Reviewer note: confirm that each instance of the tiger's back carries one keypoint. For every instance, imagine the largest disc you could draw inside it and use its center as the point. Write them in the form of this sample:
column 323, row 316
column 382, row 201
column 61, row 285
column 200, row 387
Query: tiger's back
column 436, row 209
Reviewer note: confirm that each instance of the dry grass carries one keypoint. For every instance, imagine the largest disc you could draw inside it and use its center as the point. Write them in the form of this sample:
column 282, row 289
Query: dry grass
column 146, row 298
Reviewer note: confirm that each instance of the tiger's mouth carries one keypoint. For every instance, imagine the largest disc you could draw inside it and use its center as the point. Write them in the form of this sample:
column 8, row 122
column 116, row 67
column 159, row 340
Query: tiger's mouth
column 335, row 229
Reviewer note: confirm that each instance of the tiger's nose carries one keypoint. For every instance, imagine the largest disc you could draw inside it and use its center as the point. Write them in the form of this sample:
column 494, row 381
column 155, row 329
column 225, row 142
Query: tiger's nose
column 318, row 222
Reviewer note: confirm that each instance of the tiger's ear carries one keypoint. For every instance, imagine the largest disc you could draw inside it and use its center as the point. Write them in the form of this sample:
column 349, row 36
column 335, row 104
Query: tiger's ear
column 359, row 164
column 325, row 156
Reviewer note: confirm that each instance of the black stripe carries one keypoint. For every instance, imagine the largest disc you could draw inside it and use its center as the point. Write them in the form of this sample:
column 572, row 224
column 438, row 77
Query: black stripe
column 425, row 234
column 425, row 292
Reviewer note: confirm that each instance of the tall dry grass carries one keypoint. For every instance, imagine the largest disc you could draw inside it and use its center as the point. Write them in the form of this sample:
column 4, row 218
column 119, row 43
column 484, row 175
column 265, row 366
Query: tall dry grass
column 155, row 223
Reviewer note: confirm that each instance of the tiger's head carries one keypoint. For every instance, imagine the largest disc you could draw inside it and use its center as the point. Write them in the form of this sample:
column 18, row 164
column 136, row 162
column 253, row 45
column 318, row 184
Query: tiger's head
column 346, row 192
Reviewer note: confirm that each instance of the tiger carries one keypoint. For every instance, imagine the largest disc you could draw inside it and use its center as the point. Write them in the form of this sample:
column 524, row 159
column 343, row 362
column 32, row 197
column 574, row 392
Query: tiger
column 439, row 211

※

Work order:
Quote only the lines from the line containing "column 484, row 175" through the end of the entries, keeping the first and the last.

Exercise solution:
column 484, row 175
column 265, row 366
Query: tall dry grass
column 155, row 223
Reviewer note: confirm that each instance of the tiger's head carries one keypoint. For every instance, imagine the largest disc you could draw inside it and use its center as the point. Write them in the form of this sample:
column 18, row 164
column 136, row 162
column 253, row 45
column 318, row 184
Query: tiger's head
column 346, row 192
Reviewer note: confirm that each instance of the tiger carries one keypoint. For every instance, imagine the largest disc you could draw inside it and use its center as the point. Write them in the form of this sample:
column 524, row 159
column 343, row 362
column 32, row 197
column 574, row 392
Query: tiger
column 439, row 211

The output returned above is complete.